__Data section__.
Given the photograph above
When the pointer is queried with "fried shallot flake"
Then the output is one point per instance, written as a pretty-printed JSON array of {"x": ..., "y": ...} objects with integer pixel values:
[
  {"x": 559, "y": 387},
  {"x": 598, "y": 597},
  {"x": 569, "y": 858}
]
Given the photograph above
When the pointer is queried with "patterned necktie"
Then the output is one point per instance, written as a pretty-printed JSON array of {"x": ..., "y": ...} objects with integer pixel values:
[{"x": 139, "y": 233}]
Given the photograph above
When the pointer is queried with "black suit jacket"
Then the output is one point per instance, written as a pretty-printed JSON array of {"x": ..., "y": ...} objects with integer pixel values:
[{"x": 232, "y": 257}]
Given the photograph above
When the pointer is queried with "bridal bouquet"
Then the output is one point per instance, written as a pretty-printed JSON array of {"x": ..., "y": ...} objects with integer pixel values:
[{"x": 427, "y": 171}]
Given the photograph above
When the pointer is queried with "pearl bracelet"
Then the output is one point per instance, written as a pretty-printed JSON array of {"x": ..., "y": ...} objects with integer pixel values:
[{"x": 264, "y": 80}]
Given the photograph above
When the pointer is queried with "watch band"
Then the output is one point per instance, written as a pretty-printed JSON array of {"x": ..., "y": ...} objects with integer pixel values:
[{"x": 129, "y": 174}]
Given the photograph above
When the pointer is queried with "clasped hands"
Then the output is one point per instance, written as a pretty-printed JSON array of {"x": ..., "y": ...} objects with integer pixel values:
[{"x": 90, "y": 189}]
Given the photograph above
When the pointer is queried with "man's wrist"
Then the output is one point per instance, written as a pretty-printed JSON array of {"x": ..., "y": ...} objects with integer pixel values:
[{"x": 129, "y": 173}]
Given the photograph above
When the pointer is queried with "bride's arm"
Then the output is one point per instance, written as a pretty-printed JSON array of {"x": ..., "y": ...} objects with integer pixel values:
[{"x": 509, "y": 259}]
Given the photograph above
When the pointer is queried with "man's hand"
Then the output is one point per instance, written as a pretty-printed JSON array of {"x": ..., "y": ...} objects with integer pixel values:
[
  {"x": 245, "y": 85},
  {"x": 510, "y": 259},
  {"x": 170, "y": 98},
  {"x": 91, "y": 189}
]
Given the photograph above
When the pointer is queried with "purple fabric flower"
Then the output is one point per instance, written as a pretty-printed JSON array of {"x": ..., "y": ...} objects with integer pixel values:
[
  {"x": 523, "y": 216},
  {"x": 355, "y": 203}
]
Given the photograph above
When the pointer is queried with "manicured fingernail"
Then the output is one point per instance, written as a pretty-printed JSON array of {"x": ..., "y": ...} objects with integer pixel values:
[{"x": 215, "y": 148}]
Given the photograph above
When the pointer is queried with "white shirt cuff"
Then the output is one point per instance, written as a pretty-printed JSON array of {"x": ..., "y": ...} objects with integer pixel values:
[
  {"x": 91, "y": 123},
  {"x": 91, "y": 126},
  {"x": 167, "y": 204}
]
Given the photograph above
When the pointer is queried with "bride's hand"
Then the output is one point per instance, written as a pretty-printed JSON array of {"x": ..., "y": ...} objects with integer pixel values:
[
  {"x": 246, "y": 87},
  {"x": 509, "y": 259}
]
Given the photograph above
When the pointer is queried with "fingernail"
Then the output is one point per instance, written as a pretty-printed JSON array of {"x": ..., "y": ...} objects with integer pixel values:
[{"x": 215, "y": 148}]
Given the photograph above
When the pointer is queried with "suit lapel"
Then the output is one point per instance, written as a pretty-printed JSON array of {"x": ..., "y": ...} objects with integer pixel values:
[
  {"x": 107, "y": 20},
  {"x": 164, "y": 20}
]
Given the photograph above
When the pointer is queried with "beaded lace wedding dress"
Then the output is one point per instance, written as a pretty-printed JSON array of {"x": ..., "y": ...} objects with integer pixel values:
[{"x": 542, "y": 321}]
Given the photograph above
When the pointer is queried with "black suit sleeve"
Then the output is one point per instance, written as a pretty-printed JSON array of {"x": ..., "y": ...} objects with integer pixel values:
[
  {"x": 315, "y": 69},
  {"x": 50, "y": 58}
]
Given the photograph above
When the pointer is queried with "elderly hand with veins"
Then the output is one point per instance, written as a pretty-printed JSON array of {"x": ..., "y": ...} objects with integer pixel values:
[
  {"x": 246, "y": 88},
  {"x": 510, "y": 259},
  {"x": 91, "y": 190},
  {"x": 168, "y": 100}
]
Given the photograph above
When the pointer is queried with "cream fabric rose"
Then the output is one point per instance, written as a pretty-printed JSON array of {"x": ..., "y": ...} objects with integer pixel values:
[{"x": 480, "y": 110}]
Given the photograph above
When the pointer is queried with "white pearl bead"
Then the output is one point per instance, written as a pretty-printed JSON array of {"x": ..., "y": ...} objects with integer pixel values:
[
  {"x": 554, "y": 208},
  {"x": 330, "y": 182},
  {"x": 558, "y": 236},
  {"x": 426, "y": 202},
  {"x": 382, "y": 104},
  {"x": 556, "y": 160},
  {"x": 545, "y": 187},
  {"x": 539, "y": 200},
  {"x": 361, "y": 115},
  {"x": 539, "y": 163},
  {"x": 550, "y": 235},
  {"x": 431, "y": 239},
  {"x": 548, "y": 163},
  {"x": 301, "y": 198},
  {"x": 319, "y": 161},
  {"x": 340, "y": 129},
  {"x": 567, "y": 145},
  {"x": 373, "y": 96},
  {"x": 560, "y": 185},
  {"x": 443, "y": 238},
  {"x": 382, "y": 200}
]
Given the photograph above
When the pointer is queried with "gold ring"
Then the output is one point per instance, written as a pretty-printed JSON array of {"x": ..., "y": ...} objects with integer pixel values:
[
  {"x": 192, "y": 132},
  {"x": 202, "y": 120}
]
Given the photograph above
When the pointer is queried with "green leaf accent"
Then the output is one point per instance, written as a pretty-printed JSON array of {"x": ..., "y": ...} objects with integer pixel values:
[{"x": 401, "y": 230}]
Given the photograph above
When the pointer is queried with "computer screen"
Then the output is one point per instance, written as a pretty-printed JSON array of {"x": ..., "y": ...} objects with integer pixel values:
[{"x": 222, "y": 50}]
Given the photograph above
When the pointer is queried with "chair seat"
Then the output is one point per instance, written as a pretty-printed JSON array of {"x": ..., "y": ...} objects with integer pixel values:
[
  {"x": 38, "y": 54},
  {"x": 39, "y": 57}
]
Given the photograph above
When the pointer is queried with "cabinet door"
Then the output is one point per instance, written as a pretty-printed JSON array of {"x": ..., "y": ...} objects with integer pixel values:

__Exercise requirements__.
Which lines of the data contain the string "suit"? Copy each one.

__Response area__.
When the pointer is queried with "black suit jacket"
When the pointer is queried with "suit lapel"
When the pointer is queried with "black suit sleeve"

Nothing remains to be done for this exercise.